(Défi 1):
Indiquez si chacune des affirmations suivantes concorde avec le texte sur The Crown, en répondant par oui ou par non et en citant exactement les mots du texte qui tranchent : (a) Netflix a accepté d’ajouter un avertissement avant les épisodes ; (b) la déclaration d’Oliver Dowden a paru dans le Daily Mail du 29 novembre 2020 ; (c) Oliver Dowden qualifie la série d’œuvre de fiction très joliment produite.
(Défi 2):
Reproduisez fidèlement le passage du texte sur The Crown qui commence par « Mise à jour » et se poursuit jusqu’à « famille royale ! ».

----- Texte extrait

Mise à jour du 7 décembre
C’est un grand « non » de la part de Netflix. Une semaine après que le secrétaire d’État à la culture britannique a réclamé un avertissement précisant que The Crown est une fiction et qu’il ne faut pas prendre l’intrigue des épisodes comme une réalité historique (lire ci-dessous), la plateforme indique clairement son refus.
Comme le relaie la BBC, Netflix indique dans un communiqué de presse que « nous n’estimons pas qu’un avertissement est nécessaire et ne prévoyons pas d’en mettre un en place ». Ça a le mérite d’être clair.
Si vous souhaitez creuser le sujet, rendez-vous sur notre débrief en live de The Crown saison 4, dans lequel nous démêlons le vrai du faux avec l’expertise d’une spécialiste de la famille royale !
Le gouvernement britannique réclame un avertissement avant The Crown
Le 30 novembre
« Je crains que toute une génération de spectateurs […] ne confonde la fiction et la réalité. »
Ce sont les mots prononcés au sujet de la série Netflix The Crown par Oliver Dowden, secrétaire d’État à la Culture outre-Manche. Assiste-t-on là une tentative du gouvernement de limiter les dégâts causés à son image par le programme déjà culte, ou une réelle préoccupation éducative ?
C’est dans le Daily Mail du 29 novembre 2020 que l’on peut lire la déclaration du secrétaire d’État britannique, bientôt transformée en une requête formelle du gouvernement demandant un avertissement avant les épisodes de The Crown :
« C’est une œuvre de fiction très joliment produite, et tout comme ça se fait pour d’autres programmes, Netflix devrait annoncer clairement, dès le début, qu’il ne s’agit que de cela. Je crains que toute une génération de spectateurs, qui n’a pas vécu ces évènements, ne confonde la fiction et la réalité. »

----------
----- Entrées du corpus

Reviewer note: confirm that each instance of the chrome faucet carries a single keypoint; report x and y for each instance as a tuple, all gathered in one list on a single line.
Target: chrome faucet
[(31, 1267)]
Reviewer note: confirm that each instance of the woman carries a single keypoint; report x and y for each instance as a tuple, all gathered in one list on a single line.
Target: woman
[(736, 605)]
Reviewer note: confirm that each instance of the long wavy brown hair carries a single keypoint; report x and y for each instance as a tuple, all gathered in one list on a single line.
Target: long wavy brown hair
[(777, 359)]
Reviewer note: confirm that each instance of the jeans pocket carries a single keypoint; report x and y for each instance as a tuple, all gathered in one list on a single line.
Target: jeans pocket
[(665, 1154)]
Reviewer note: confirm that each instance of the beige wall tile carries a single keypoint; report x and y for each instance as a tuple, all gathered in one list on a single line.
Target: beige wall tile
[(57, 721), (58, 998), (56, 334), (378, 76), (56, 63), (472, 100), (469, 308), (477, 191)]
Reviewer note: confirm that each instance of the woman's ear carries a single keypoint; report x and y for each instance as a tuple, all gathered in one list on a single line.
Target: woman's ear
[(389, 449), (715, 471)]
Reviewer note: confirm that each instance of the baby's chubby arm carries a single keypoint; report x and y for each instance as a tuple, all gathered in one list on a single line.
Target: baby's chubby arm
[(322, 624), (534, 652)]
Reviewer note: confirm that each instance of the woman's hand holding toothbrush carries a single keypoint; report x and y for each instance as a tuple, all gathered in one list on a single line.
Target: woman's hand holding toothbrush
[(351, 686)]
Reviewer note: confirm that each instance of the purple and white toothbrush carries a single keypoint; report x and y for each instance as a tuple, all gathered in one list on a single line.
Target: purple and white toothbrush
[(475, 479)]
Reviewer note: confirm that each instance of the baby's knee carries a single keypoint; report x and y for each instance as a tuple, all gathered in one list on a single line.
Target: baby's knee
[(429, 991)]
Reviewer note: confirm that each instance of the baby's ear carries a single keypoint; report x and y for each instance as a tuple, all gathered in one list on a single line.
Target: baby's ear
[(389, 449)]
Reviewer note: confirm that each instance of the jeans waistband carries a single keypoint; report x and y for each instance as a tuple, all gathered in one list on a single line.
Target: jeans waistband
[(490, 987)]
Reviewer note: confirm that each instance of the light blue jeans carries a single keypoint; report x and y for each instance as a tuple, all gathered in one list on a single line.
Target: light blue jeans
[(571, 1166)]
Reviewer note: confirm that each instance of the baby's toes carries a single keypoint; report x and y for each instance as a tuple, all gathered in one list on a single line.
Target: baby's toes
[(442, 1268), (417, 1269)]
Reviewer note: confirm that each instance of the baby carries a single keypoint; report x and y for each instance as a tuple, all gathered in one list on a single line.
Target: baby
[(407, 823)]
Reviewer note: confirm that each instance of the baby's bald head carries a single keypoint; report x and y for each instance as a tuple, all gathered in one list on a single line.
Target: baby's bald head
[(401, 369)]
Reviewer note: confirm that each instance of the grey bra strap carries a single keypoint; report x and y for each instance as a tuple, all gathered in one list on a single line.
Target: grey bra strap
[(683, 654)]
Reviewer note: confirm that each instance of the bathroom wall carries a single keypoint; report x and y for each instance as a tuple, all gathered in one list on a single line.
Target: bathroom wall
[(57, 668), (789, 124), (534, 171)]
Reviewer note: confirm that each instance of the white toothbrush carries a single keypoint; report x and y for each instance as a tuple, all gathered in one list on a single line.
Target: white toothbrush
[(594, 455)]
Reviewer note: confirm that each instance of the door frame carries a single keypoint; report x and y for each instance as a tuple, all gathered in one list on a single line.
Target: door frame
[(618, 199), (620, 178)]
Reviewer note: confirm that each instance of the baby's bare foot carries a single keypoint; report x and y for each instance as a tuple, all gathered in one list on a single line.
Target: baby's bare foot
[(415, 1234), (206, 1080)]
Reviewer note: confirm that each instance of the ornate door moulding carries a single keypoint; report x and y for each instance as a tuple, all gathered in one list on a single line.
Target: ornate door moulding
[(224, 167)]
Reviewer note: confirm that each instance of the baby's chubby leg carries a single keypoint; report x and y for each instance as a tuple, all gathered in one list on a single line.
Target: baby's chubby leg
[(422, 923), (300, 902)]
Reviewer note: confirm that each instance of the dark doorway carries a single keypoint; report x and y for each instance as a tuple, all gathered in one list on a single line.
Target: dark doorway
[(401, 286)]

----------

(Réponse 1):
(a) Non : « nous n’estimons pas qu’un avertissement est nécessaire et ne prévoyons pas d’en mettre un en place »
(b) Oui : « C’est dans le Daily Mail du 29 novembre 2020 que l’on peut lire la déclaration du secrétaire d’État britannique »
(c) Oui : « C’est une œuvre de fiction très joliment produite »

(Réponse 2):
Mise à jour du 7 décembre
C’est un grand « non » de la part de Netflix. Une semaine après que le secrétaire d’État à la culture britannique a réclamé un avertissement précisant que The Crown est une fiction et qu’il ne faut pas prendre l’intrigue des épisodes comme une réalité historique (lire ci-dessous), la plateforme indique clairement son refus.
Comme le relaie la BBC, Netflix indique dans un communiqué de presse que « nous n’estimons pas qu’un avertissement est nécessaire et ne prévoyons pas d’en mettre un en place ». Ça a le mérite d’être clair.
Si vous souhaitez creuser le sujet, rendez-vous sur notre débrief en live de The Crown saison 4, dans lequel nous démêlons le vrai du faux avec l’expertise d’une spécialiste de la famille royale !